Dubbed as making Internet access for "the next 5 billion people," the partnership includes Facebook, Samsung, Nokia, Ericsson, MediaTek, Opera and Qualcomm, according to Facebook's announcement Tuesday.
"There are huge barriers in developing countries to connecting and joining the knowledge economy," Zuckerberg said in a prepared statement. "Internet.org brings together a global partnership that will work to overcome these challenges, including making internet access available to those who cannot currently afford it."
Zuckerberg means that only about 2.7 billion people have Internet access -- just about a third of the world's population. At growth of only 9 percent a year, it could take decades before reaching the majority of the developing world. Internet.org is hoping to speed up that process with joint projects, NGOs, academics and industry-wide initiatives. It will also focus on three key challenges: making access affordable; using data more efficiently; and helping business drive access.

### DIRECTION
Pick up the Internet.org article after its final sentence and keep writing it.

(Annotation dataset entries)
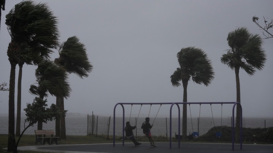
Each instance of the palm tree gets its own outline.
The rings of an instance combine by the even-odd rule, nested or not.
[[[88,77],[88,73],[92,71],[93,66],[89,61],[85,45],[76,36],[68,38],[62,43],[59,55],[59,58],[55,59],[55,63],[70,74],[74,73],[82,79],[83,77]],[[60,107],[61,111],[64,110],[63,96],[56,97],[56,104]],[[60,121],[56,120],[56,136],[60,136],[61,139],[66,139],[65,117],[61,118]]]
[[[198,84],[208,86],[214,78],[211,62],[202,50],[194,47],[184,48],[177,55],[180,67],[171,76],[171,82],[174,87],[178,87],[182,82],[183,91],[183,102],[187,101],[187,88],[190,79]],[[183,105],[182,117],[182,139],[187,135],[187,105]]]
[[[6,0],[0,0],[0,25],[1,25],[1,9],[3,11],[5,10],[5,3]]]
[[[265,51],[262,48],[263,42],[259,35],[250,33],[246,28],[239,28],[230,32],[227,39],[230,49],[223,54],[221,62],[235,71],[236,82],[236,101],[241,103],[239,71],[240,68],[250,76],[254,74],[255,69],[261,70],[266,60]],[[240,109],[237,106],[236,111],[236,133],[239,133],[240,128]],[[238,140],[236,134],[236,141]]]
[[[32,94],[39,95],[42,99],[48,96],[48,93],[56,96],[62,95],[65,98],[69,97],[71,90],[67,81],[68,74],[65,70],[53,61],[45,60],[40,63],[35,75],[38,85],[30,86],[29,92]],[[43,122],[38,121],[38,130],[43,130]]]
[[[11,90],[9,100],[11,114],[14,112],[12,110],[14,109],[12,107],[14,105],[15,68],[17,64],[19,67],[16,128],[16,135],[18,135],[20,133],[23,66],[25,63],[36,64],[41,59],[49,59],[49,55],[53,52],[50,49],[57,48],[59,44],[59,33],[57,17],[44,3],[35,4],[31,1],[22,1],[16,4],[6,17],[6,24],[11,37],[7,51],[9,60],[12,66],[10,76],[12,79],[10,80],[11,83],[10,85],[13,87],[10,88]],[[14,119],[13,115],[10,115],[12,116],[9,116],[9,118],[11,122]],[[10,125],[11,133],[14,133],[14,130],[11,129],[14,129],[12,127],[14,126]],[[8,146],[8,148],[10,148]]]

### EXERCISE RESULT
The Internet.org website launched Tuesday and will feature the latest news about the partnership and its projects.
It's not surprising that tech companies are spearheading the initiative -- who would benefit more from the world having Internet access but tech companies? While being connected has its advantages, does having Internet access mean cleaner water, better education and less malnutrition? Unfortunately, no, but users in emerging countries will be able to use an iPhone.